#### Extract to read:
━━━━━━━━━━━━━━━━

Meet the Scientists
			
			
			
			Name: Martin O’Connell
			Occupation:  Fish 
			Ecologist and Director of the Nekton Research Laboratory
			Place of Business:  
			
			University
 			of New Orleans
			
			
			
			E-mail: moconnel@uno.edu
			Phone: 504-280-4032
			
			How did you become interested in your field and working with 
			invasive species?
			As a kid in upstate 
			New York, I was always interested in the 
			natural world
			–
			studying insects in jars, catching fishes with nets and 
			generally messing around outside. 
			When I went to college, by chance I ended up working in a 
			fish lab, although I really wanted to become an entomologist and 
			study insects.  I soon 
			realized, though, that the important thing is not what type of 
			animals you work with but what kind of interesting and useful 
			research questions you can pursue.
			
			Invasive species became an interest of mine when I began to observe 
			how the native fishes and freshwater mussels I was studying were 
			being threatened by non-native organisms. 
			I saw how zebra mussels changed the 
			Mohawk River, where I had fished with my dad as a kid in 
			the 1970s, to become a less productive system in the 1990s. 
			I’ve also seen how non-native common carp damages stream 
			habitats in Virginia. 
			As I moved further south to Mississippi, 
			then Louisiana, 
			I felt even more obliged to protect native organisms because these 
			states still retain most of their natural aquatic fauna and are only 
			just now beginning to be impacted by invasive species.
			
			What do you do?
			I direct a research lab at the University of New Orleans
			where I also teach college courses about ecology and environmental 
			science.  The graduate 
			and undergraduate students in my lab work on research projects 
			involving ecology and aquatic organisms (mostly fishes) both in 
			freshwater and marine habitats. 
			(See our website for details:
			
			http://www.nekton.uno.edu/.) 
			We not only study invasive species, but also examine how fish 
			communities change over time when exposed to different environmental 
			stressors.  We also 
			conduct surveys for rare fishes with the hope of gaining more 
			information about ways to conserve these species.

━━━━━━━━━━━━━━━━

#### Explore the material:
- a) Answer these questions from the profile of Martin O'Connell:
(i) What did he really want to become when he started working in a fish lab in college?
(ii) Which river did zebra mussels change into a less productive system?
(iii) In which state has he seen non-native common carp damage stream habitats?
- b) Extend the profile of Martin O'Connell past its final sentence, keeping its question-and-answer format.

━━━━━━━━━━━━━━━━

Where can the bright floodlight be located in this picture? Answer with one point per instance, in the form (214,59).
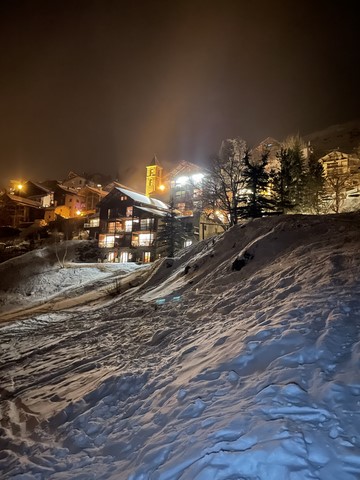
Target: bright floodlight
(182,180)
(197,177)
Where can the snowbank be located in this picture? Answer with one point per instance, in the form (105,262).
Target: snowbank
(238,361)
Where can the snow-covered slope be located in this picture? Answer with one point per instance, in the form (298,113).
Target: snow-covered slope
(238,360)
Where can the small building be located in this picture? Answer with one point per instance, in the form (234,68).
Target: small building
(91,196)
(18,211)
(129,222)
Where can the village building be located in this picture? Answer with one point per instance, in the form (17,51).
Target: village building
(19,212)
(129,223)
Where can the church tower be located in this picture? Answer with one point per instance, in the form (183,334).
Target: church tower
(153,177)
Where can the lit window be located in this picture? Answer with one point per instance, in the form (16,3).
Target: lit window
(145,239)
(181,180)
(197,178)
(146,224)
(147,257)
(94,222)
(128,225)
(142,240)
(106,241)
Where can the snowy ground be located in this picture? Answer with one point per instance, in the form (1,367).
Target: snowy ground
(212,374)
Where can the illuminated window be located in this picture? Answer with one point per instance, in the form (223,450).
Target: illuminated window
(142,240)
(114,227)
(106,241)
(124,257)
(111,257)
(146,239)
(146,224)
(147,257)
(94,222)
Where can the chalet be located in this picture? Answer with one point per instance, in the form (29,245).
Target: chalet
(128,225)
(74,181)
(33,191)
(91,196)
(18,211)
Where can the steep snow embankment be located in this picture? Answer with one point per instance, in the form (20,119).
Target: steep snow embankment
(204,372)
(42,275)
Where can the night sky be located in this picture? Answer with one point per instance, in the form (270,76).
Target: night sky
(100,86)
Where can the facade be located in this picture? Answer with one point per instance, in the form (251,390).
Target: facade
(129,223)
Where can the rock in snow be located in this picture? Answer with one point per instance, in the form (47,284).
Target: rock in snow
(219,374)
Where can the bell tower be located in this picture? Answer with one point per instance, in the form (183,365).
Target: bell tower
(153,177)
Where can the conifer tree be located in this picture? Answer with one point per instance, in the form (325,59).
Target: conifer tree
(171,233)
(225,180)
(314,186)
(289,182)
(256,180)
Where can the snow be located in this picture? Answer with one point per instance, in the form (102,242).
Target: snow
(196,371)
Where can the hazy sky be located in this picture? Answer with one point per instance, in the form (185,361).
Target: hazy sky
(100,86)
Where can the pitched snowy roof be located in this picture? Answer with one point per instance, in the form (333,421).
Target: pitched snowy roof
(141,198)
(153,211)
(23,201)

━━━━━━━━━━━━━━━━

#### List of answers:
- a)
(i) An entomologist who studies insects.
(ii) The Mohawk River.
(iii) Virginia.

- b)
			
			What do you like about your job?
			Working at a university that supports its researchers allows me 
			great freedom to pursue scientific questions that are not only 
			interesting but also relevant to current environmental issues such 
			as invasive species, climate change and wetlands loss in 
			Louisiana. 
			If I’m asked to study a rare fish in cypress swamps in 
			Mississippi (see picture) or fly to Ireland or Australia to give a talk about 
			invasive species, my job allows me the freedom to do these things.
			
			What advice would you give students who are interested in science?
			Be flexible.  Many 
			beginning students fixate on what they
			think they want to do as a 
			scientist, and this tends to cause frustration when they go to 
			college.  Too often I 
			have heard students say things like, “I just want to be a marine 
			biologist,” or “I just want to work with sharks.”
			 Students who remain stubborn 
			about what research field or type of organism they want to study and 
			who don’t appreciate the excitement of doing the science itself, 
			often don’t succeed as researchers. 
			Be open-minded and choose a topic or organism that nobody 
			else has worked on.  For 
			example, there are a lot more species in freshwater habitats (such 
			as freshwater mussels) that are far more endangered than any marine 
			species out there.  Don’t 
			do what everyone else wants to do; do something that matters.